• _REQUEST_: Turn the lines of the items below into a JSON list of strings, one string per line, leaving out blank lines. Begin with the first line of the items and go on through the line containing "224L116 230L116 241L119", including both.

Named region outline items
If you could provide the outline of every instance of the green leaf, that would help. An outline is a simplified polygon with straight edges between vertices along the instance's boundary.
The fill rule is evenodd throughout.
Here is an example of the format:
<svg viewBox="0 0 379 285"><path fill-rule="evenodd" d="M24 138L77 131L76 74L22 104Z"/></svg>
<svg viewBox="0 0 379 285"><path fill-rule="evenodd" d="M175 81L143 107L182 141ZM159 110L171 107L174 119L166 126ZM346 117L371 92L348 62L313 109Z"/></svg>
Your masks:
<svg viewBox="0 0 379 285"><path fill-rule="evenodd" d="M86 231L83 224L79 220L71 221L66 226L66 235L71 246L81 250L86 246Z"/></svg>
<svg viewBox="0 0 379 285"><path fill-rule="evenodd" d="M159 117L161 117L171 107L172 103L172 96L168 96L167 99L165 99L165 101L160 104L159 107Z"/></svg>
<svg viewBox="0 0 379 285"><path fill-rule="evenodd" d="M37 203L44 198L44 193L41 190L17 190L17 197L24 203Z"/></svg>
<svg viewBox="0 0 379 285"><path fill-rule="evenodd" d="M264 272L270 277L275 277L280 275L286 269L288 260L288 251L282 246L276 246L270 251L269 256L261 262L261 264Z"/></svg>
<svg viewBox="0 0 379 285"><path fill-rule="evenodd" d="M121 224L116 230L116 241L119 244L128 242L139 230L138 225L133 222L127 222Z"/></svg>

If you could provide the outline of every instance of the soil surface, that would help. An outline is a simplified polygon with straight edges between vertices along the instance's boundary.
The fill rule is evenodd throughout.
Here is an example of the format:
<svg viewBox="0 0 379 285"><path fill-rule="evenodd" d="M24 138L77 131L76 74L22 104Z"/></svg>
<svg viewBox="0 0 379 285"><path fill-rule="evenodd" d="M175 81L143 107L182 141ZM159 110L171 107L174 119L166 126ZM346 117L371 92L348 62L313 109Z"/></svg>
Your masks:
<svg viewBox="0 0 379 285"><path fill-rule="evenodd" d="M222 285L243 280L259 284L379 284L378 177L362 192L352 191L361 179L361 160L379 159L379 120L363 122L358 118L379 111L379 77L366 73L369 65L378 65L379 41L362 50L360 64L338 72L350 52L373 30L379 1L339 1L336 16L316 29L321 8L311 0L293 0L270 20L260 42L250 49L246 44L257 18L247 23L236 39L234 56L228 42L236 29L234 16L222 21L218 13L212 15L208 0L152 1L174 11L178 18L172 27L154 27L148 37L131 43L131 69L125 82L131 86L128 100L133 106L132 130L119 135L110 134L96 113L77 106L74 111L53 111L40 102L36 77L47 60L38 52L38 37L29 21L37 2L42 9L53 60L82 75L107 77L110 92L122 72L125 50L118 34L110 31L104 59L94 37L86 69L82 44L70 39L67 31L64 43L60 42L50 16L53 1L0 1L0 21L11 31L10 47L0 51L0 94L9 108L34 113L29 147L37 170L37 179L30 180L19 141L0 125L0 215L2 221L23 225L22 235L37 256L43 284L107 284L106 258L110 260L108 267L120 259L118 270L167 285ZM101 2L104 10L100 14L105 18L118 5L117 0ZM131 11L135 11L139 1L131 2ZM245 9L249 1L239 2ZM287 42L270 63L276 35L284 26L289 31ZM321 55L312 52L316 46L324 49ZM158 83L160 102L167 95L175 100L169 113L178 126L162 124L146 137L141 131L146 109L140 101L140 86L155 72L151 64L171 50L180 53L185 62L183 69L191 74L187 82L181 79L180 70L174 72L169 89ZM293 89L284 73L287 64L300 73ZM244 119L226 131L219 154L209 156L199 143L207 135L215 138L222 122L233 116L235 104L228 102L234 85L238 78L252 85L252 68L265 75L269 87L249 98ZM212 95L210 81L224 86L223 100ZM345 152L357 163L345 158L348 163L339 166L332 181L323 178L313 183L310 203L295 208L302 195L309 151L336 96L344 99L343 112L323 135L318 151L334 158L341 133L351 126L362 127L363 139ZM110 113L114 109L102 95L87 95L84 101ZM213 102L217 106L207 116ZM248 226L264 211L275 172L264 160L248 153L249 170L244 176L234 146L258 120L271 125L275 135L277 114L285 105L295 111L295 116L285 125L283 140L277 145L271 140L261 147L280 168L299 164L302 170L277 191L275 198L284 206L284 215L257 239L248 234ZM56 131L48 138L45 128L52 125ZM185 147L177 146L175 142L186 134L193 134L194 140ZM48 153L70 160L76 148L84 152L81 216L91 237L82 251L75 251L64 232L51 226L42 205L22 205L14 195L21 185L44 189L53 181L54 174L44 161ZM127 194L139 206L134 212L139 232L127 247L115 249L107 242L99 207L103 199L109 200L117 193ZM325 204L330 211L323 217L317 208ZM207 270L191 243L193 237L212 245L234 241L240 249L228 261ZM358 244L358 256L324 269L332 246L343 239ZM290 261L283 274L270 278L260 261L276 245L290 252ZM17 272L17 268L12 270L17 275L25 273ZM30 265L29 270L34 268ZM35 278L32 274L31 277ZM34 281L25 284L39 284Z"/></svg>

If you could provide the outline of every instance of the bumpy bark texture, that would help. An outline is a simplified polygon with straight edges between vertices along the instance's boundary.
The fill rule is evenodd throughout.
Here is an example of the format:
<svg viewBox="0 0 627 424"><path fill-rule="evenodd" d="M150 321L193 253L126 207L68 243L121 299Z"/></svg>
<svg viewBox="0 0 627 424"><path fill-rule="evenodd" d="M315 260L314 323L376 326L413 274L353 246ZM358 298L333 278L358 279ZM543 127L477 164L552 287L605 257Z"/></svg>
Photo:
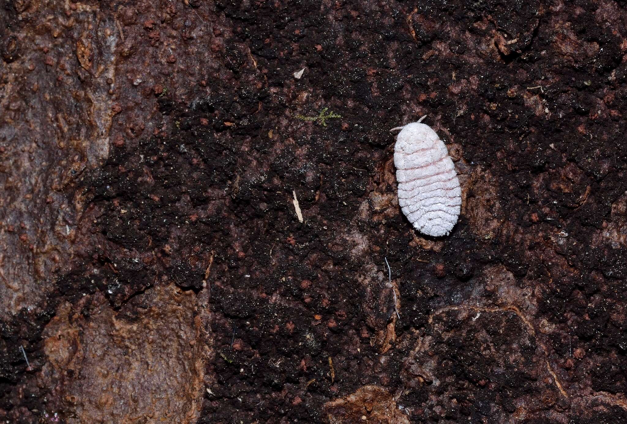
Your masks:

• _RESULT OF THE EXERCISE_:
[
  "If you could provide the outline of every instance of the green leaf, that would help. An outline is a simplified polygon with straight edges between vertices along the instance's boundary.",
  "The fill rule is evenodd throughout.",
  "Here is an example of the format:",
  "<svg viewBox=\"0 0 379 285\"><path fill-rule=\"evenodd\" d=\"M24 138L77 131L76 74L22 104Z\"/></svg>",
  "<svg viewBox=\"0 0 379 285\"><path fill-rule=\"evenodd\" d=\"M175 81L143 107L182 141ZM159 110L171 107L174 119L166 126ZM346 117L371 92L348 62L313 109Z\"/></svg>",
  "Your masks:",
  "<svg viewBox=\"0 0 379 285\"><path fill-rule=\"evenodd\" d=\"M86 231L83 224L79 220L71 221L66 226L66 235L71 246L81 250L86 246Z\"/></svg>",
  "<svg viewBox=\"0 0 379 285\"><path fill-rule=\"evenodd\" d=\"M159 117L161 117L171 107L172 103L172 96L168 96L167 99L165 99L165 101L160 104L159 107Z\"/></svg>",
  "<svg viewBox=\"0 0 379 285\"><path fill-rule=\"evenodd\" d=\"M37 203L44 198L44 193L41 190L17 190L17 197L24 203Z\"/></svg>",
  "<svg viewBox=\"0 0 379 285\"><path fill-rule=\"evenodd\" d=\"M264 272L270 277L275 277L280 275L286 269L288 260L288 251L282 246L276 246L270 251L269 256L261 262L261 264Z\"/></svg>",
  "<svg viewBox=\"0 0 379 285\"><path fill-rule=\"evenodd\" d=\"M121 224L116 230L116 241L119 244L128 242L139 230L138 225L133 222L127 222Z\"/></svg>"
]